**What to produce:**
Nothing outside the range below should be printed. Output exactly the lines from the line with "Mark one point on every instance of the blurred" to the line with "Mark one point on every instance of the mini", both included.

**Exercise materials:**
++++

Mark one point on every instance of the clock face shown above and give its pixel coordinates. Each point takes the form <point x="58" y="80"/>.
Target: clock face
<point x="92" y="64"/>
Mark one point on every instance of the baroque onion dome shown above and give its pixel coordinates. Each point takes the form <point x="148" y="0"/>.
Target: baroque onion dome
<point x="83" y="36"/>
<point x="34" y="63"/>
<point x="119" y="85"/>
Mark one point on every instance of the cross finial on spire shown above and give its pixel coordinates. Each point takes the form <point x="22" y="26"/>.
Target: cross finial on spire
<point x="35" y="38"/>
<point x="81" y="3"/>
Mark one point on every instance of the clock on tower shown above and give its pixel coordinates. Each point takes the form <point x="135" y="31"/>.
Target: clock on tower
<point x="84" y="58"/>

++++

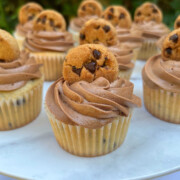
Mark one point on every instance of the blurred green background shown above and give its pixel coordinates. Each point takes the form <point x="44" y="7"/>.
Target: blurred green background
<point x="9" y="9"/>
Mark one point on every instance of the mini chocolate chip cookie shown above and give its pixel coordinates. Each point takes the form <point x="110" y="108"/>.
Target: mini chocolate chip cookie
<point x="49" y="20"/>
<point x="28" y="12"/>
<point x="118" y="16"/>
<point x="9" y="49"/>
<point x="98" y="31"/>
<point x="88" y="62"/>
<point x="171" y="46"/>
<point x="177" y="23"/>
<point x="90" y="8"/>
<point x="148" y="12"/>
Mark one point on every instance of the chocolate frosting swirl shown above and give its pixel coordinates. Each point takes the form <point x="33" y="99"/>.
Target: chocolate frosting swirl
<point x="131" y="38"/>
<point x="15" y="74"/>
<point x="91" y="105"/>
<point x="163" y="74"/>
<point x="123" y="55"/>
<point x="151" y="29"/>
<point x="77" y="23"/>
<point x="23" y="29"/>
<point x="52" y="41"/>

++++

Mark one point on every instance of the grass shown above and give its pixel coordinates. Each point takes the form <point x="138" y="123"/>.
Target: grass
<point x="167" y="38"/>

++++

**Exercise result:**
Mark one point on every instance of the blurred green background shown above and give its pixel coordinates. Each point takes the form <point x="44" y="7"/>.
Target: blurred green background
<point x="9" y="9"/>
Mark one point on every instance of the mini chocolate chip cookie shown above and give its pixel coordinates. Each point takes the form <point x="110" y="108"/>.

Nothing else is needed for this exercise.